■ Given request
Starting at the line that contains "target | car door", copy each line through the final one exactly as written.

Point-based annotation data
## begin

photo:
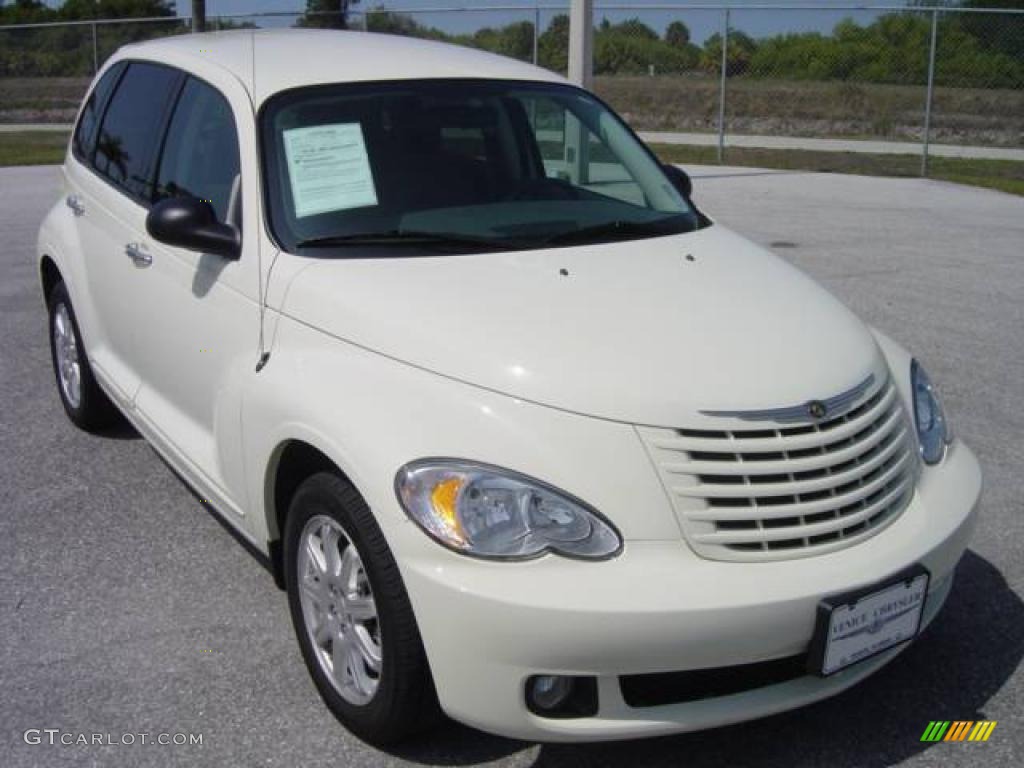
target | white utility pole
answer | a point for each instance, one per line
(582, 42)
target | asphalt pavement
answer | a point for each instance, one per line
(128, 609)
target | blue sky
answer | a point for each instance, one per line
(821, 15)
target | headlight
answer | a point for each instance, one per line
(492, 512)
(933, 432)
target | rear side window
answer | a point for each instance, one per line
(85, 132)
(201, 155)
(132, 127)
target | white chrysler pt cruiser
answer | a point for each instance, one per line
(527, 437)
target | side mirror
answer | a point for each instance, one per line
(679, 178)
(192, 223)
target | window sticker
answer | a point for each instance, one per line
(329, 169)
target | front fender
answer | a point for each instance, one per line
(371, 415)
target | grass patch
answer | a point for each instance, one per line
(987, 117)
(1005, 175)
(47, 147)
(33, 147)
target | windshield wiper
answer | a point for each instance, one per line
(404, 237)
(611, 230)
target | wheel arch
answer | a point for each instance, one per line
(49, 275)
(292, 461)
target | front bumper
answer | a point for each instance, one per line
(488, 626)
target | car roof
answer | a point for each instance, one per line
(266, 61)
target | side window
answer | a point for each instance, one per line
(201, 155)
(132, 127)
(85, 132)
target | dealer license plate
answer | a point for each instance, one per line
(857, 626)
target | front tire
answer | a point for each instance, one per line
(352, 616)
(86, 404)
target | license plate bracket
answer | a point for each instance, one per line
(860, 624)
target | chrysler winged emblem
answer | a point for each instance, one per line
(817, 410)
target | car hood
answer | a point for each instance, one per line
(647, 332)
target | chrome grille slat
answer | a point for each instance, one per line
(829, 481)
(820, 460)
(807, 530)
(781, 489)
(812, 438)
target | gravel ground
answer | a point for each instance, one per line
(127, 608)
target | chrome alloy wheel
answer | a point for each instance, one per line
(69, 366)
(338, 609)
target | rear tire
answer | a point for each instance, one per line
(86, 404)
(352, 616)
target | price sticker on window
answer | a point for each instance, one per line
(329, 169)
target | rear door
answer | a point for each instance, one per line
(110, 192)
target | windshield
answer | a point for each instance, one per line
(407, 167)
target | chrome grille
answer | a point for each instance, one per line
(777, 491)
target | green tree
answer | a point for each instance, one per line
(738, 53)
(332, 14)
(554, 44)
(677, 35)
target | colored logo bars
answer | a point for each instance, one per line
(958, 730)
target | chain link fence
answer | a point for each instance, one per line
(895, 80)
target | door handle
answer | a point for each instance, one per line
(76, 205)
(135, 252)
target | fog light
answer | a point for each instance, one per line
(561, 695)
(550, 690)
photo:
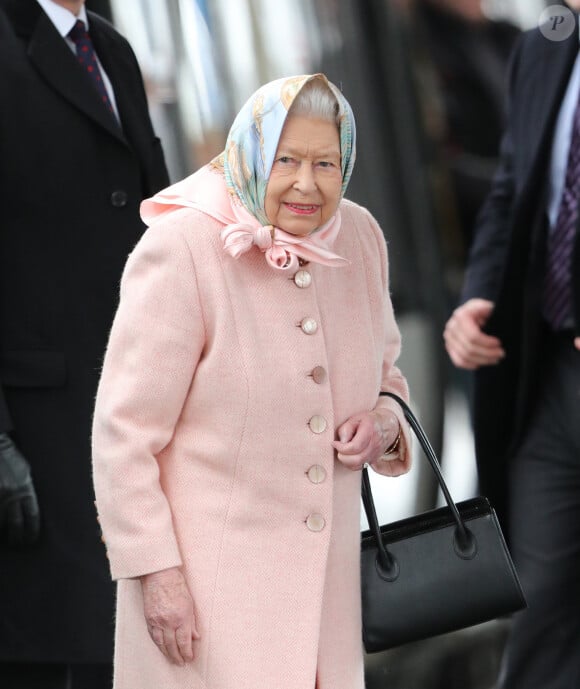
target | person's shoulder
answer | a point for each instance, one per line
(105, 28)
(360, 216)
(189, 227)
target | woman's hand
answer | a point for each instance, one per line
(466, 343)
(168, 607)
(364, 437)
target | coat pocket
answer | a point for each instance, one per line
(32, 369)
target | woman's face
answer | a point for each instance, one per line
(305, 183)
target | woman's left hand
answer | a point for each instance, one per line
(364, 437)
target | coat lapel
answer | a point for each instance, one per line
(548, 79)
(55, 61)
(122, 76)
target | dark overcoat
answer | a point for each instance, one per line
(507, 259)
(71, 181)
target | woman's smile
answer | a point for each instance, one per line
(301, 208)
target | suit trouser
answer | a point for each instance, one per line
(56, 676)
(543, 649)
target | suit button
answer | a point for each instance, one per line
(318, 374)
(119, 198)
(316, 473)
(317, 424)
(315, 522)
(302, 279)
(309, 326)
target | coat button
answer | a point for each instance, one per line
(316, 473)
(317, 424)
(309, 326)
(315, 522)
(119, 198)
(318, 374)
(302, 279)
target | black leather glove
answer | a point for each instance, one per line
(19, 515)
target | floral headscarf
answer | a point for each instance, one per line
(253, 139)
(232, 188)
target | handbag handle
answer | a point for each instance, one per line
(389, 568)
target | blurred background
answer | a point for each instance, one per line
(426, 79)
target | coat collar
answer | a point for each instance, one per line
(549, 71)
(53, 59)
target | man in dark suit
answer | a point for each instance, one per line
(519, 329)
(76, 158)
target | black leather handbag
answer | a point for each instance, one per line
(436, 572)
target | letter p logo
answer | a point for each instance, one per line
(557, 23)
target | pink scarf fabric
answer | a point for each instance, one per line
(206, 191)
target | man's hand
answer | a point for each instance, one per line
(19, 515)
(169, 613)
(467, 345)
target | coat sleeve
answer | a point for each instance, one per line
(392, 380)
(489, 251)
(155, 344)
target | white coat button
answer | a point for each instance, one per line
(302, 279)
(317, 424)
(318, 374)
(316, 473)
(315, 522)
(309, 326)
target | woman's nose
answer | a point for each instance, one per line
(305, 181)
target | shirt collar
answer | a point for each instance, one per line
(63, 19)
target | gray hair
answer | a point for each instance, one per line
(315, 99)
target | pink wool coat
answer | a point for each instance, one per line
(223, 385)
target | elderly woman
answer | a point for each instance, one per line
(237, 405)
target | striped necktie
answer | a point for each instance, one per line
(557, 306)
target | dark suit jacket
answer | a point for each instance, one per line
(507, 259)
(70, 186)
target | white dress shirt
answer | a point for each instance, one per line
(64, 20)
(561, 143)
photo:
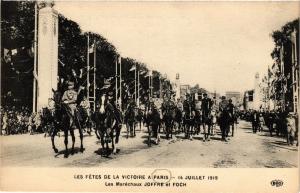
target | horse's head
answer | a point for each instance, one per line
(102, 104)
(56, 96)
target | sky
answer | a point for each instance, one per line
(218, 45)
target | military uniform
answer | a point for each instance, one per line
(206, 108)
(70, 98)
(188, 109)
(224, 118)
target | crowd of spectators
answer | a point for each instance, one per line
(19, 120)
(275, 121)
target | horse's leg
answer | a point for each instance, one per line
(114, 149)
(66, 143)
(52, 140)
(73, 139)
(209, 131)
(118, 131)
(107, 148)
(127, 127)
(81, 137)
(204, 132)
(102, 143)
(149, 135)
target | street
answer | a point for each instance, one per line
(245, 149)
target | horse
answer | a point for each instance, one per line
(213, 122)
(233, 121)
(139, 117)
(154, 122)
(47, 121)
(106, 124)
(130, 120)
(224, 122)
(168, 114)
(188, 120)
(178, 120)
(64, 120)
(197, 121)
(292, 129)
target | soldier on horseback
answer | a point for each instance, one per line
(116, 109)
(206, 107)
(70, 99)
(188, 114)
(232, 116)
(224, 118)
(168, 112)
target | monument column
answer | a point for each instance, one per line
(177, 82)
(47, 69)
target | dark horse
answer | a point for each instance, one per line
(224, 122)
(168, 112)
(189, 120)
(130, 120)
(154, 122)
(106, 125)
(63, 119)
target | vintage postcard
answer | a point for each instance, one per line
(150, 96)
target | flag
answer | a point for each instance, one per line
(7, 55)
(269, 72)
(14, 51)
(132, 68)
(142, 72)
(74, 73)
(91, 49)
(81, 72)
(30, 51)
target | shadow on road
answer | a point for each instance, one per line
(75, 151)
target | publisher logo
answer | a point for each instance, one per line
(277, 183)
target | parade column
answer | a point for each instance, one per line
(47, 69)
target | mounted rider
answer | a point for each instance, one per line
(70, 99)
(188, 107)
(224, 117)
(168, 111)
(206, 107)
(231, 109)
(116, 111)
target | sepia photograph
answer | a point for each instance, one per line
(94, 91)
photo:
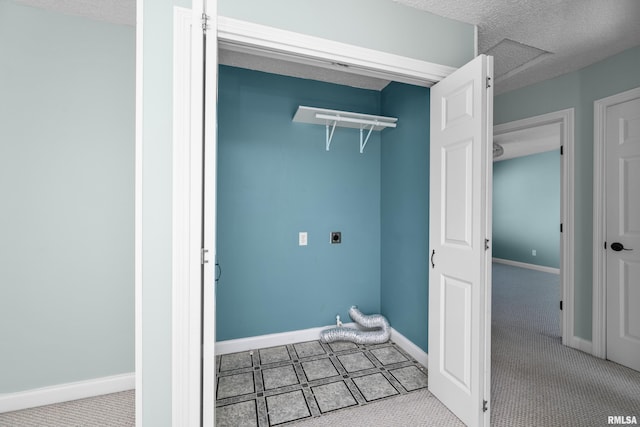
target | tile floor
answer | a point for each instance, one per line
(280, 385)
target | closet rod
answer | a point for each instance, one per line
(353, 120)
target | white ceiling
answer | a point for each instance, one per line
(531, 40)
(115, 11)
(561, 35)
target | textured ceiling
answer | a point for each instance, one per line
(115, 11)
(568, 34)
(531, 40)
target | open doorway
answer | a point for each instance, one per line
(541, 139)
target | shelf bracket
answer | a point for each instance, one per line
(363, 142)
(330, 134)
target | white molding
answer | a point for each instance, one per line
(311, 334)
(138, 206)
(407, 345)
(246, 37)
(270, 340)
(599, 317)
(566, 118)
(66, 392)
(181, 205)
(529, 266)
(208, 229)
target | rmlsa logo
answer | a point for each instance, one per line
(621, 419)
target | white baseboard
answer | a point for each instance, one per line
(270, 340)
(527, 265)
(66, 392)
(284, 338)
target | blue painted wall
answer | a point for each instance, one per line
(67, 129)
(578, 90)
(405, 212)
(275, 180)
(526, 209)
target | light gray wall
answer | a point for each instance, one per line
(578, 90)
(156, 185)
(381, 25)
(67, 88)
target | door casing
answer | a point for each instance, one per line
(275, 43)
(599, 316)
(566, 120)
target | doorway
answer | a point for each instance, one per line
(616, 209)
(418, 71)
(535, 135)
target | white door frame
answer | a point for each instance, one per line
(566, 120)
(599, 316)
(274, 43)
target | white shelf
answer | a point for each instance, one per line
(334, 118)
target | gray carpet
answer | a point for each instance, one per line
(535, 380)
(114, 410)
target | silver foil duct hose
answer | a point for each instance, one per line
(380, 333)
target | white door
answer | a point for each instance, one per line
(459, 233)
(622, 198)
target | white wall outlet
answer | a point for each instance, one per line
(302, 238)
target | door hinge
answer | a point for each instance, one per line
(205, 20)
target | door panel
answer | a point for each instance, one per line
(459, 223)
(622, 164)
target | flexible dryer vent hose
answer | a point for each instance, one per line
(378, 336)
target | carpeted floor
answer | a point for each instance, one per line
(110, 410)
(535, 380)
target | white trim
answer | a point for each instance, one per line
(543, 268)
(270, 340)
(599, 315)
(208, 230)
(567, 203)
(181, 205)
(138, 207)
(261, 40)
(66, 392)
(311, 334)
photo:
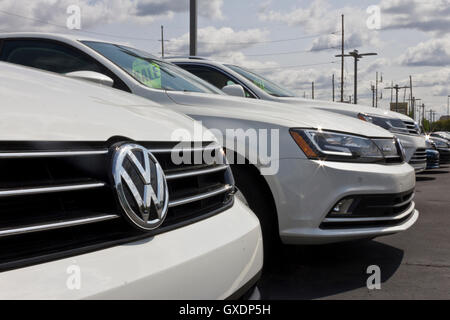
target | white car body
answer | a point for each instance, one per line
(303, 191)
(40, 107)
(413, 143)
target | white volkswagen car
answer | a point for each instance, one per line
(252, 85)
(93, 207)
(329, 177)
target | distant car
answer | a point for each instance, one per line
(432, 159)
(335, 178)
(441, 134)
(229, 77)
(77, 163)
(442, 146)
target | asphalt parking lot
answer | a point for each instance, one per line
(414, 264)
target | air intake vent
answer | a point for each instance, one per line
(57, 199)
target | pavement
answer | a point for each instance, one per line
(414, 264)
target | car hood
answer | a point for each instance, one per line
(210, 105)
(344, 108)
(43, 106)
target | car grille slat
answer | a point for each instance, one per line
(373, 211)
(179, 202)
(56, 225)
(186, 174)
(50, 154)
(58, 198)
(49, 189)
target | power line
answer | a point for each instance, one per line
(283, 53)
(267, 41)
(295, 66)
(255, 55)
(76, 30)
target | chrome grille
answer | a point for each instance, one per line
(57, 199)
(411, 127)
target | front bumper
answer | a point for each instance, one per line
(210, 259)
(308, 190)
(415, 150)
(433, 159)
(444, 155)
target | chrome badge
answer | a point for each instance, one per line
(140, 185)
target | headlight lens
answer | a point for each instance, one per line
(439, 144)
(391, 124)
(332, 146)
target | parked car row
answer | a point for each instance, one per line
(92, 182)
(439, 143)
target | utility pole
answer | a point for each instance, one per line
(376, 91)
(333, 86)
(448, 106)
(372, 87)
(423, 113)
(417, 109)
(396, 88)
(392, 92)
(411, 96)
(356, 55)
(162, 42)
(342, 61)
(193, 28)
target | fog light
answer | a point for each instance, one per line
(343, 206)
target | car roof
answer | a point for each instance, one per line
(55, 36)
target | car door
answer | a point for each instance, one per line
(53, 56)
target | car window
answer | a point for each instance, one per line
(54, 57)
(149, 70)
(49, 56)
(263, 83)
(213, 76)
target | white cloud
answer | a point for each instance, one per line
(50, 15)
(434, 52)
(428, 16)
(218, 41)
(321, 19)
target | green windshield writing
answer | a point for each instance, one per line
(148, 73)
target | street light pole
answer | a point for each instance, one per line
(356, 55)
(448, 107)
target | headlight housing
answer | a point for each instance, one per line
(439, 143)
(391, 124)
(334, 146)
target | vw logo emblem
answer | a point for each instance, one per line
(140, 185)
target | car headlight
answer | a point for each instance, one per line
(391, 124)
(333, 146)
(440, 144)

## end

■ Answer for this exercise
target | car door
answer | a point for each instance, one per line
(53, 56)
target | car window
answer | a point for each instance, one per line
(54, 57)
(149, 70)
(49, 56)
(263, 83)
(213, 76)
target | white cloud
answer | a point for each instance, one per line
(50, 15)
(434, 52)
(428, 16)
(218, 41)
(321, 19)
target | green windshield writing
answer | a point for each instance, one per line
(148, 73)
target | street light pole
answer | a point for each instance, one per line
(356, 55)
(448, 107)
target | headlight housing
answer | a point for each instance, one per line
(439, 143)
(391, 124)
(334, 146)
target | vw logo emblem
answer | a point for each instance, one per line
(140, 185)
target | car headlight
answer | a point for each instance, one per line
(391, 124)
(333, 146)
(440, 144)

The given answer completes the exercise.